> Tasks and exercises:
#1 In the Peugeot 206 overheating thread, what fault does Dirac consider likely if no more coolant is lost after topping up but the temperature still fluctuates?
#2 Rewrite the Peugeot 206 overheating thread from "It seemed to" up to and including "jhegarty (2 Jun 2010)", substituting "antifreeze" for each occurrence of "coolant".

> Passage shown:
□ □ □

# Peugeot 206 is overheating - anyone know why ?



## allthedoyles (2 Jun 2010)

Its a Peugeot 206 1.4 petrol , and the STOP light started flashing .
Then noticed that the temp gauge was at 90 degrees 

The needle started moving up and down from zero to 90 

It seemed to be low in coolant , so have re-filled this evening 

Anyone any ideas -- I hope it aint the head gasket .................could it be just summer over-heating ?


----------



## jhegarty (2 Jun 2010)

If the stop light came on then STOP.

Get the car towed to a garage.

Could be the coolant pump stuck, a leak or something serious. 

Main thing it not to drive it an inch.


----------



## Firesign (2 Jun 2010)

I had same problem last year.... I had a leak in the radiator and it was eating coolant. Keep lots of coolant in car until u get it to a mechanic. Don't drive on it if the stop light is flashing as it can damage the engine even more. Not that big a job so don't be worrying too much. 
Hope u get it sorted


----------



## mathepac (2 Jun 2010)

Check inside the oil-filler cap - if it's mayonaissey in there the head gasket is gone.


----------



## Dirac (2 Jun 2010)

If you are not losing coolant now you have topped up but the temp still fluctuates, it is likely to be a faulty thermostat. Not very expensive to fix.


----------



## SlugBreath (3 Jun 2010)

Our Peugeot 206 has a smell of burning metal after driving a few miles. Plenty of coolant and water O.K.  Very low mileage but need to replace battery every two years. Any thoughts?


----------



## luckyman (3 Jun 2010)

SlugBreath said:


> Our Peugeot 206 has a smell of burning metal after driving a few miles. Plenty of coolant and water O.K.  Very low mileage but need to replace battery every two years. Any thoughts?

□ □ □

> Dataset entries:
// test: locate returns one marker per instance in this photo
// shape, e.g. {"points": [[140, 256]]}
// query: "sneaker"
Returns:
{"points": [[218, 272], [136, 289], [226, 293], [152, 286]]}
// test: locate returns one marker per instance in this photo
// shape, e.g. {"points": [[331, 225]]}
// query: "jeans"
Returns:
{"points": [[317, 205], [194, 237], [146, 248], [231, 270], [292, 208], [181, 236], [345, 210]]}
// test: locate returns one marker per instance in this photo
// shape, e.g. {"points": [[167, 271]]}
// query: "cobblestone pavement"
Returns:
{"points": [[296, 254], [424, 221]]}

□ □ □

> Answers provided:
#1 A faulty thermostat.

#2
It seemed to be low in antifreeze , so have re-filled this evening 

Anyone any ideas -- I hope it aint the head gasket .................could it be just summer over-heating ?


----------



## jhegarty (2 Jun 2010)